WHAT IS NEEDED: Output the data below in full, byte for byte. Nothing may differ.

=== Section Start ===

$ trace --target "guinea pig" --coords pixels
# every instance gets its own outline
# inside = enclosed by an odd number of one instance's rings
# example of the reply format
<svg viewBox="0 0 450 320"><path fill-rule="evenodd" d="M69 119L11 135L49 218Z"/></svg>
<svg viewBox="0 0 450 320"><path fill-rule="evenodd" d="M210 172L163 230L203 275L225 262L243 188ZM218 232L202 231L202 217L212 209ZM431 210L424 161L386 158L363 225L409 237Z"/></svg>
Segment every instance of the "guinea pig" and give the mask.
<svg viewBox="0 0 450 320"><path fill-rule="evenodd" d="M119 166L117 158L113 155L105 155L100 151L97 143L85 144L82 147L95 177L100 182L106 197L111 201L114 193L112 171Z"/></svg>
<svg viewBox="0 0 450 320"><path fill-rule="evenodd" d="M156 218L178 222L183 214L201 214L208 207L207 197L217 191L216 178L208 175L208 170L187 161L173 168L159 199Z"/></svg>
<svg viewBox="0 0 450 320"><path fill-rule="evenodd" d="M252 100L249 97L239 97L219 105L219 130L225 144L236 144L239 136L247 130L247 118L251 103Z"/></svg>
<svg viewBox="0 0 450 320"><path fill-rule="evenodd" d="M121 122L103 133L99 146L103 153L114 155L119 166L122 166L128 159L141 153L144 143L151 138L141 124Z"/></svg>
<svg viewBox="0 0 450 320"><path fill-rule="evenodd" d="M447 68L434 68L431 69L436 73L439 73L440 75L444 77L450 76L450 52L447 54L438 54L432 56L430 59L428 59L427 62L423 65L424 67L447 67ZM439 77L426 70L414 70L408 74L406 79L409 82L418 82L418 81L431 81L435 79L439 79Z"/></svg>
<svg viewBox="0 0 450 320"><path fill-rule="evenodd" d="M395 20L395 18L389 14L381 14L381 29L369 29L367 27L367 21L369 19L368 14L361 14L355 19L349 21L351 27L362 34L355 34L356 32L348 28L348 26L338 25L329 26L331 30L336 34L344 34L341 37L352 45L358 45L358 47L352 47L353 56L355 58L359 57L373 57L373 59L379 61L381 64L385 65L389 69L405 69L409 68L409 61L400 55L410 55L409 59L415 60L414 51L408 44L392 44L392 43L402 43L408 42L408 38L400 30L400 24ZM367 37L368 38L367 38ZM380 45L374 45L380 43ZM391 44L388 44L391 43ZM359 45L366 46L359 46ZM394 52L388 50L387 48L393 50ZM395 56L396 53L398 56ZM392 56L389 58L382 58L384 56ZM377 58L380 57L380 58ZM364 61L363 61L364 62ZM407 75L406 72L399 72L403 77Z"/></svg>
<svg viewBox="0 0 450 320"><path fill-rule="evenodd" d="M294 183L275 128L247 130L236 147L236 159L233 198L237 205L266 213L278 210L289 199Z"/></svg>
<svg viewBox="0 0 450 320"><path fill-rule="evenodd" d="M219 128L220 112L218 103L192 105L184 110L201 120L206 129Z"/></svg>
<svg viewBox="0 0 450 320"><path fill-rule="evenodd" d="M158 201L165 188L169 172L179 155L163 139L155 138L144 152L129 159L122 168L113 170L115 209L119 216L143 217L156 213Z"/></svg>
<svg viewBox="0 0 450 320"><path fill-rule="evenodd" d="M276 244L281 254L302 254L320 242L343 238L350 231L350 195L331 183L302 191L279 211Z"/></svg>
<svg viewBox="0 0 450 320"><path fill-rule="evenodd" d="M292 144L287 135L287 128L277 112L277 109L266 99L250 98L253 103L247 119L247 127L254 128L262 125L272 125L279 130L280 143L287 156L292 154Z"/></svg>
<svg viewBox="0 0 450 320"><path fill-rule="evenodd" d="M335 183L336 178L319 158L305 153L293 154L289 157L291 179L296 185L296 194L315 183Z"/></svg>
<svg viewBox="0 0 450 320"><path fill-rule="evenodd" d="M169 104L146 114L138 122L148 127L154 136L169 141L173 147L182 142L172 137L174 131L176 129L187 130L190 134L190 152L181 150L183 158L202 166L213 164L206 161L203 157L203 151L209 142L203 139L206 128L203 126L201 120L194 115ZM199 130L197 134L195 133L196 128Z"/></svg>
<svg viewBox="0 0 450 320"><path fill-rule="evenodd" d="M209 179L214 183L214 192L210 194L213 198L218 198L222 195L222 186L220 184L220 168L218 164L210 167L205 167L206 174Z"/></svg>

=== Section End ===

REPLY:
$ trace --target "guinea pig" --coords pixels
# every instance gets its own outline
# inside = enclosed by an odd number of one instance's rings
# example of the reply format
<svg viewBox="0 0 450 320"><path fill-rule="evenodd" d="M69 119L11 135L49 218Z"/></svg>
<svg viewBox="0 0 450 320"><path fill-rule="evenodd" d="M210 172L163 230L203 275L225 262L243 188ZM218 232L202 231L202 217L212 209ZM431 210L424 161L386 158L363 225L409 237Z"/></svg>
Segment every instance of the "guinea pig" and give the mask.
<svg viewBox="0 0 450 320"><path fill-rule="evenodd" d="M119 166L117 158L113 155L105 155L100 151L97 143L85 144L82 147L95 177L100 182L106 197L111 201L114 193L112 171Z"/></svg>
<svg viewBox="0 0 450 320"><path fill-rule="evenodd" d="M156 218L178 222L183 214L201 214L208 207L207 197L217 191L216 178L208 175L208 170L187 161L173 168L159 199Z"/></svg>
<svg viewBox="0 0 450 320"><path fill-rule="evenodd" d="M252 100L249 97L239 97L219 105L219 130L225 144L236 144L239 136L247 130L247 118L251 103Z"/></svg>
<svg viewBox="0 0 450 320"><path fill-rule="evenodd" d="M121 122L103 133L99 146L103 153L114 155L119 166L122 166L128 159L141 153L144 143L151 138L141 124Z"/></svg>
<svg viewBox="0 0 450 320"><path fill-rule="evenodd" d="M447 68L434 68L431 69L436 73L439 73L440 75L444 77L450 76L450 52L447 54L438 54L432 56L430 59L428 59L427 62L423 65L424 67L447 67ZM439 77L426 70L414 70L408 74L406 79L409 82L418 82L418 81L431 81L435 79L439 79Z"/></svg>
<svg viewBox="0 0 450 320"><path fill-rule="evenodd" d="M395 20L395 18L389 14L381 14L381 29L369 29L367 27L367 21L369 19L368 14L361 14L355 19L349 21L351 27L362 34L355 34L356 32L348 28L348 26L338 25L329 26L331 30L336 34L344 34L341 37L352 45L358 45L358 47L352 47L353 56L355 58L359 57L373 57L373 59L379 61L381 64L385 65L389 69L405 69L409 68L409 61L400 55L410 55L409 59L415 60L414 51L408 44L392 44L392 43L402 43L408 42L408 38L400 30L400 24ZM367 37L368 38L367 38ZM380 45L374 45L380 43ZM391 44L388 44L391 43ZM359 45L366 46L359 46ZM394 52L388 50L387 48L393 50ZM395 56L396 53L398 56ZM392 56L389 58L382 58L384 56ZM377 58L380 57L380 58ZM364 61L363 61L364 62ZM407 75L406 72L399 72L403 77Z"/></svg>
<svg viewBox="0 0 450 320"><path fill-rule="evenodd" d="M294 183L275 128L247 130L236 147L236 159L233 198L237 205L266 213L278 210L289 199Z"/></svg>
<svg viewBox="0 0 450 320"><path fill-rule="evenodd" d="M219 128L220 112L218 103L192 105L184 110L201 120L206 129Z"/></svg>
<svg viewBox="0 0 450 320"><path fill-rule="evenodd" d="M158 201L165 188L169 172L179 155L163 139L155 138L144 152L129 159L122 168L113 170L115 209L119 216L143 217L156 213Z"/></svg>
<svg viewBox="0 0 450 320"><path fill-rule="evenodd" d="M276 244L281 254L302 254L320 242L343 238L350 231L350 195L331 183L302 191L279 211Z"/></svg>
<svg viewBox="0 0 450 320"><path fill-rule="evenodd" d="M292 144L287 135L287 128L277 112L277 109L266 99L250 98L253 103L247 119L247 127L254 128L262 125L272 125L279 130L280 143L287 156L292 154Z"/></svg>
<svg viewBox="0 0 450 320"><path fill-rule="evenodd" d="M335 183L336 178L319 158L305 153L293 154L289 157L291 179L296 185L296 194L315 183Z"/></svg>
<svg viewBox="0 0 450 320"><path fill-rule="evenodd" d="M169 104L146 114L138 122L148 127L154 136L169 141L173 147L182 142L172 137L174 131L176 129L187 130L190 134L190 152L181 150L183 158L202 166L213 164L206 161L203 157L203 151L209 142L203 139L206 128L203 126L201 120L194 115ZM199 130L197 134L195 133L196 128Z"/></svg>
<svg viewBox="0 0 450 320"><path fill-rule="evenodd" d="M209 179L214 183L214 192L210 194L213 198L218 198L222 195L222 186L220 184L220 168L218 164L210 167L205 167L206 174Z"/></svg>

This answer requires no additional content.